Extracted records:

○ ○ ○

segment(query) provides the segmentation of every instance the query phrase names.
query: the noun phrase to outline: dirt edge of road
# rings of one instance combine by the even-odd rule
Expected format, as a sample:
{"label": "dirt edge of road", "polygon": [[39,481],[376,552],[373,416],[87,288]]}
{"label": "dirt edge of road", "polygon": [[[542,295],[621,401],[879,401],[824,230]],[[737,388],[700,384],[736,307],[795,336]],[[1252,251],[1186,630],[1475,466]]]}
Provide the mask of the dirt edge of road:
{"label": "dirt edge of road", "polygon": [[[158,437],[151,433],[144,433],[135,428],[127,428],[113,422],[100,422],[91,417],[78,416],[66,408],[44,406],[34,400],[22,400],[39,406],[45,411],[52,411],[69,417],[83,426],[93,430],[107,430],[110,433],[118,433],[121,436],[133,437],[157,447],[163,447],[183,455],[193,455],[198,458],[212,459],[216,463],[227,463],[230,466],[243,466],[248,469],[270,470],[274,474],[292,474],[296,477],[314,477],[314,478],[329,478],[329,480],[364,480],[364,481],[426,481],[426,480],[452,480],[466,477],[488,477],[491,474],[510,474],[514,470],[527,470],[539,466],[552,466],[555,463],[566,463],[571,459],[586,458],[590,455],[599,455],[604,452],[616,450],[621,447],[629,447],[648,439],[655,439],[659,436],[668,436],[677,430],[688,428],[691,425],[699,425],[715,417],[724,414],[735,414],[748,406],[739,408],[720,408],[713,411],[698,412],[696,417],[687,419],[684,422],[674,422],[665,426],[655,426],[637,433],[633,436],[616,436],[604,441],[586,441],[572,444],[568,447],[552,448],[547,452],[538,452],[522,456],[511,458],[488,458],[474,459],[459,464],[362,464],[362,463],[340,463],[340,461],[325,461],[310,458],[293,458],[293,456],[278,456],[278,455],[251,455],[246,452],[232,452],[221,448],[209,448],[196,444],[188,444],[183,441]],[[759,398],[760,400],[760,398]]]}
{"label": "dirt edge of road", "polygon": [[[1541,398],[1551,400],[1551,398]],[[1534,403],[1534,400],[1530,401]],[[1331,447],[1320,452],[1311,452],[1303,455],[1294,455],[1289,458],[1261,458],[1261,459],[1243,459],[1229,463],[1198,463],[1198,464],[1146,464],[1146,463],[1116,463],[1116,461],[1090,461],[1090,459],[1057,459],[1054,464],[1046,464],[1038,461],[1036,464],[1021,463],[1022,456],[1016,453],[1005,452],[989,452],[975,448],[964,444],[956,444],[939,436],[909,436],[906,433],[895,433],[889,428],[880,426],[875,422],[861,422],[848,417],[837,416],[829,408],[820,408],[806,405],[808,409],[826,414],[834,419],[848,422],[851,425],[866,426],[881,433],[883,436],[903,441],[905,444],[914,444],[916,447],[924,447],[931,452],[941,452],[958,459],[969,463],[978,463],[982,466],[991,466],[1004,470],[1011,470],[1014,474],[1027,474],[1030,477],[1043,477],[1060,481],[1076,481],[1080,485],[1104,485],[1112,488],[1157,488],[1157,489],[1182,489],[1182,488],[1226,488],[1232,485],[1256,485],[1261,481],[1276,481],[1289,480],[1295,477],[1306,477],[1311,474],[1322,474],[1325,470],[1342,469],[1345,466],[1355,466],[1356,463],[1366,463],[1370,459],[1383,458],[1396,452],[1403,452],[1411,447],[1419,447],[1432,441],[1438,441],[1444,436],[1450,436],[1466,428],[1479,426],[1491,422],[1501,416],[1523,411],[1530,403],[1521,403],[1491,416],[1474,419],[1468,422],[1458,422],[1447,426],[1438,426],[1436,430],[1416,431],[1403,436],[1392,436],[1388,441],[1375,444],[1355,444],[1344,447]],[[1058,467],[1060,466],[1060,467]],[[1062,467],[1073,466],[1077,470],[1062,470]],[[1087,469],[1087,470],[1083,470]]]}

○ ○ ○

Task statement
Reproduce every one of the records above, unchanged and in full.

Output for this exercise
segment(query) provides the segmentation of every instance the query phrase names.
query: the noun phrase to outline: dirt edge of road
# rings of one instance combine by the even-odd rule
Expected format, as a sample:
{"label": "dirt edge of road", "polygon": [[39,481],[376,552],[373,416],[87,288]]}
{"label": "dirt edge of road", "polygon": [[[542,295],[621,401],[879,401],[824,230]],[[737,388],[700,384],[736,307],[795,336]],[[1252,251],[1186,630],[1475,466]]]}
Provide the mask of the dirt edge of road:
{"label": "dirt edge of road", "polygon": [[[158,437],[151,433],[144,433],[135,428],[127,428],[113,422],[100,422],[91,417],[78,416],[66,408],[44,406],[34,400],[22,400],[39,406],[45,411],[52,411],[69,417],[83,426],[93,430],[107,430],[110,433],[118,433],[121,436],[133,437],[157,447],[163,447],[183,455],[193,455],[198,458],[212,459],[216,463],[227,463],[230,466],[243,466],[248,469],[270,470],[274,474],[292,474],[296,477],[314,477],[314,478],[329,478],[329,480],[364,480],[364,481],[426,481],[426,480],[452,480],[466,477],[488,477],[491,474],[510,474],[514,470],[527,470],[539,466],[552,466],[555,463],[566,463],[571,459],[586,458],[590,455],[599,455],[604,452],[616,450],[621,447],[629,447],[648,439],[655,439],[659,436],[668,436],[677,430],[688,428],[691,425],[699,425],[715,417],[724,414],[735,414],[748,406],[739,408],[720,408],[713,411],[698,412],[696,417],[687,419],[684,422],[674,422],[665,426],[655,426],[637,433],[633,436],[616,436],[604,441],[586,441],[572,444],[568,447],[552,448],[547,452],[538,452],[522,456],[511,458],[488,458],[474,459],[459,464],[362,464],[362,463],[340,463],[340,461],[325,461],[310,458],[293,458],[293,456],[278,456],[278,455],[251,455],[246,452],[232,452],[221,448],[209,448],[196,444],[188,444],[183,441]],[[759,398],[760,400],[760,398]]]}
{"label": "dirt edge of road", "polygon": [[[1541,398],[1551,400],[1551,398]],[[1534,403],[1534,400],[1530,401]],[[1331,447],[1320,452],[1311,452],[1303,455],[1294,455],[1289,458],[1261,458],[1261,459],[1243,459],[1229,463],[1198,463],[1198,464],[1146,464],[1146,463],[1116,463],[1116,461],[1090,461],[1090,459],[1057,459],[1054,464],[1046,464],[1038,461],[1036,464],[1021,463],[1022,456],[1016,453],[1005,452],[989,452],[975,448],[964,444],[956,444],[939,436],[909,436],[906,433],[895,433],[889,428],[880,426],[875,422],[861,422],[848,417],[837,416],[829,408],[820,408],[806,405],[808,409],[826,414],[834,419],[848,422],[851,425],[866,426],[881,433],[883,436],[903,441],[905,444],[914,444],[916,447],[924,447],[931,452],[941,452],[958,459],[969,463],[978,463],[982,466],[991,466],[1004,470],[1011,470],[1014,474],[1027,474],[1030,477],[1043,477],[1060,481],[1076,481],[1080,485],[1104,485],[1112,488],[1157,488],[1157,489],[1182,489],[1182,488],[1226,488],[1232,485],[1256,485],[1261,481],[1276,481],[1289,480],[1295,477],[1306,477],[1311,474],[1322,474],[1325,470],[1342,469],[1345,466],[1355,466],[1356,463],[1366,463],[1370,459],[1383,458],[1396,452],[1403,452],[1411,447],[1419,447],[1432,441],[1438,441],[1444,436],[1450,436],[1466,428],[1479,426],[1491,422],[1501,416],[1523,411],[1530,403],[1521,403],[1491,416],[1474,419],[1468,422],[1458,422],[1447,426],[1438,426],[1436,430],[1416,431],[1403,436],[1392,436],[1388,441],[1375,444],[1355,444],[1344,447]],[[1058,467],[1060,466],[1060,467]],[[1062,467],[1073,466],[1077,470],[1062,470]],[[1087,469],[1087,470],[1083,470]]]}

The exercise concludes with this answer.